_Written task_:
Repeat the data below with every occurrence of "dry grass blade" replaced by "withered grass stem", leaving everything else unchanged.

********************

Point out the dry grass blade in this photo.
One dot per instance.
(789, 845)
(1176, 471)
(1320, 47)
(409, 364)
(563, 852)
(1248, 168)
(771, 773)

********************

_Written answer_:
Point out the withered grass stem in this photo.
One dot per instance.
(789, 845)
(1176, 471)
(1320, 47)
(409, 364)
(563, 852)
(1248, 168)
(771, 773)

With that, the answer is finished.